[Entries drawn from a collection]

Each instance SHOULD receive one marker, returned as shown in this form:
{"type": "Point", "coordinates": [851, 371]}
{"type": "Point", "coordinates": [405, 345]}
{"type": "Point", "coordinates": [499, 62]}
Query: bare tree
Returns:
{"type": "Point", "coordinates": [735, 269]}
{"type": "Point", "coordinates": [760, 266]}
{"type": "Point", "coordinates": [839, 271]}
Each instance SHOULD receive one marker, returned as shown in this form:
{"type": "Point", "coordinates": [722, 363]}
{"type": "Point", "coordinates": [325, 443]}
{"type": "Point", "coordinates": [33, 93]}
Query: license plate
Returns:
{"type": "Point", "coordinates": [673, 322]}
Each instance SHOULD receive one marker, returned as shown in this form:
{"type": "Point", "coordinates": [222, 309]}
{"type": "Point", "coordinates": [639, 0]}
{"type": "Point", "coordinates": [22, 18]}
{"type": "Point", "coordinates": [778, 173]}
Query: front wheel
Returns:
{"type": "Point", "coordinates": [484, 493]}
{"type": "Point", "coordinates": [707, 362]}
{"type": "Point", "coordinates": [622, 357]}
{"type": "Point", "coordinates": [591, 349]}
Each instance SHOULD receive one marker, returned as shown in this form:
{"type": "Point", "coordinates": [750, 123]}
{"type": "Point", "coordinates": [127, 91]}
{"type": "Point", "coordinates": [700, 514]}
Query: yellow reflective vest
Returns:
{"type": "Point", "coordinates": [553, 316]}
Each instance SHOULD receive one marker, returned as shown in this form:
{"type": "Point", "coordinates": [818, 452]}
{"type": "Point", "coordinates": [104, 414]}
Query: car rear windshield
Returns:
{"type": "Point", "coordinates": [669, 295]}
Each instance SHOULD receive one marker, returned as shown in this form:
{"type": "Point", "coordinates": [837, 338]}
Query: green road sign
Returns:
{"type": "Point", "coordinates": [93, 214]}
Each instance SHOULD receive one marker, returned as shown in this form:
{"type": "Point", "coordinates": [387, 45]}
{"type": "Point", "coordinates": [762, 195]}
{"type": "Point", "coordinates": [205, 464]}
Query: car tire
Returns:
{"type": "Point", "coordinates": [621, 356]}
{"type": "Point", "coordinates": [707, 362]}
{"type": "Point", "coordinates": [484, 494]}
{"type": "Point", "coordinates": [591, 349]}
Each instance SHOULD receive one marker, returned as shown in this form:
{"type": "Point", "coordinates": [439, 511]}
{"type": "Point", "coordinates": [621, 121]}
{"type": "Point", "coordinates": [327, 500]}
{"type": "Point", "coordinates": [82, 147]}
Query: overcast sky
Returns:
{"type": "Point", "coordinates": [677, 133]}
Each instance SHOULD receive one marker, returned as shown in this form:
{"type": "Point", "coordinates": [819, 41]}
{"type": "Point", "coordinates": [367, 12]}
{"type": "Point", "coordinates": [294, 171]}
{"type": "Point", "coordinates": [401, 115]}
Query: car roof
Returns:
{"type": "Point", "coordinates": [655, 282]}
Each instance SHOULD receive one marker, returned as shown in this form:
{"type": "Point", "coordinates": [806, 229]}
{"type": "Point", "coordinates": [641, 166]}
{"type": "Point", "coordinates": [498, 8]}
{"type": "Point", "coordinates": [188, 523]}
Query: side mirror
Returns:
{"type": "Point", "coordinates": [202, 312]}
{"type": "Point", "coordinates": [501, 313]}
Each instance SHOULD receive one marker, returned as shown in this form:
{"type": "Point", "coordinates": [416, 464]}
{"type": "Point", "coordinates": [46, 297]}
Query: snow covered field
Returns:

§ **Aim of the task**: Count the lines in the data above that contain the string "Query". Reply with the number alone.

§ **Final result**: 11